Exercise details:
Copy every one of the lines below word for word, but leave the pictures out.

------------

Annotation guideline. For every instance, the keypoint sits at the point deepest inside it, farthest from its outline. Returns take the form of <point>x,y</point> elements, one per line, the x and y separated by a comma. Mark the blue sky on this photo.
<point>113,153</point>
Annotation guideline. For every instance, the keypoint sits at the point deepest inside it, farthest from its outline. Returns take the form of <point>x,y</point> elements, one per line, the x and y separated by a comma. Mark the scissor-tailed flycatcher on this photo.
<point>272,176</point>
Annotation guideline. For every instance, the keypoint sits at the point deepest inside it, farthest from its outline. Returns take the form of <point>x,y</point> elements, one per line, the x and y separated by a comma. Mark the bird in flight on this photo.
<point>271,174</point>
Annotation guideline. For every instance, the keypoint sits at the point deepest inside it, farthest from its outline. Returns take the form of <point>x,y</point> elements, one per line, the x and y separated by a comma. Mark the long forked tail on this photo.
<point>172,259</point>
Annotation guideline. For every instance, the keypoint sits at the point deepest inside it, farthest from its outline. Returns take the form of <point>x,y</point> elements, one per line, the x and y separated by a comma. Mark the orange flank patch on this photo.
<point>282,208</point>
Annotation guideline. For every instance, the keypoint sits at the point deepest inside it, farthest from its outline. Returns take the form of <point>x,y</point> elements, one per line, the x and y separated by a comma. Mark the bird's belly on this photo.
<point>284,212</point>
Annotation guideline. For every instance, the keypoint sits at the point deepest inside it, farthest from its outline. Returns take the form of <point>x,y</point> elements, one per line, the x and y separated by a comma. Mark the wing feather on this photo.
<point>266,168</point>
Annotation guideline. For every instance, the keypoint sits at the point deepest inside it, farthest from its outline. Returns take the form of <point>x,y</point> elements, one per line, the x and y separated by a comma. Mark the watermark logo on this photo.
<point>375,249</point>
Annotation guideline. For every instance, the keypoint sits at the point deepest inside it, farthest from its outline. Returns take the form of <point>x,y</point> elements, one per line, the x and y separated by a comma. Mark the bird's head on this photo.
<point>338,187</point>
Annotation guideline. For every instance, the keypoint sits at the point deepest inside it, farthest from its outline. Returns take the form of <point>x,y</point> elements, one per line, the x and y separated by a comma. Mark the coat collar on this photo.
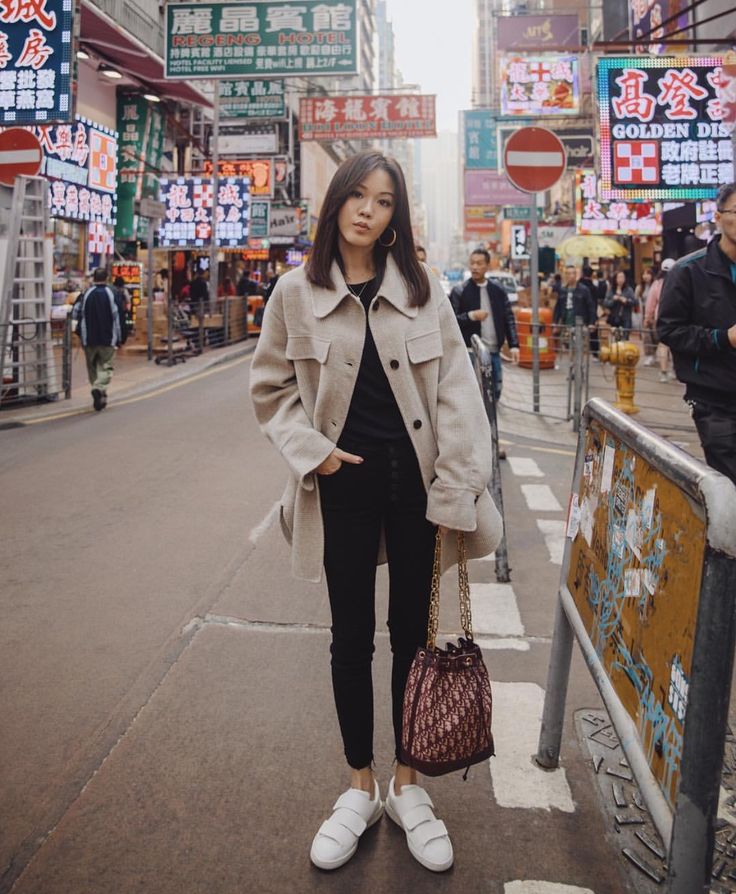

------------

The reply:
Annotation guideline. For every instance, the keypoint sits at the point deepest inside it, farthest from its outline. Returns take the form of <point>x,y</point> elements, one per line, the x and y separated by a comma. Mark the blue sky on this photo.
<point>113,153</point>
Annotation guideline. For every instance, the keypoint sits at the point deepest inside it, farthest from its outline. Returns take the form of <point>x,y</point> elements, one per line, the x and y separated by a comma. Mark the scissor-tailed flycatcher on this photo.
<point>272,176</point>
Annotation guideline. For every instance, the keypoint sits at the point deepest inside it, farthest from its outline. Returns take the form of <point>x,y</point> elements, one per line, the x and y separated by a comma. Mark the bird in flight on this photo.
<point>271,174</point>
Annotation guideline. For every instance, the keypoint sits at the point deepest inside it, farthest from its outline. Returns take the form of <point>x,y</point> elements, one per line, the x and y separated by a comma. Mark the long forked tail on this photo.
<point>172,259</point>
Annotation guideline. For every instance, the keypoint sits at the point deepest inside it, farthest from its outline. Returns take the form of <point>x,y</point> elements, one per line, the x and y separated by a comma. Mark the orange flank patch on this photo.
<point>282,208</point>
Annotation guideline. For every instance, the keypoint sits at the point deepest inside it, farthest from its outline. Returns take the form of <point>x,y</point> elements, one per line, the x and y separated by a comma. Mark the bird's belly on this photo.
<point>284,212</point>
Annotation guideline. For every instance, the keypoint sits at the point deepest inside it, farthest from its outline. Returns take the form of <point>x,y</point> elements, one per line, the x and y separated by a comma. Mark the wing feather on this photo.
<point>266,168</point>
Annotation guideline. For every instance, the keypoint sits at the point deepest inside it, farthest from its outline. Returns take the form of <point>x,y</point> elements, one per line, the x and y separated by a comma. Mark the watermark logo on this photo.
<point>375,249</point>
Annotation guideline. For every instance, the keypoint sits at the point deepest inside it, farthest from its outline. Returns take the form of <point>x,y</point> elements, one per line, the x and y separated by a comma. Mark the bird's head on this photo.
<point>338,187</point>
Annotation guideline. For every instance, the keypoint sits at the point deepest inside it, farthest from its outline. Returns take the form of <point>x,y</point> elements, one per line, the x and y separated by a comma. Mark the coat collar on this photo.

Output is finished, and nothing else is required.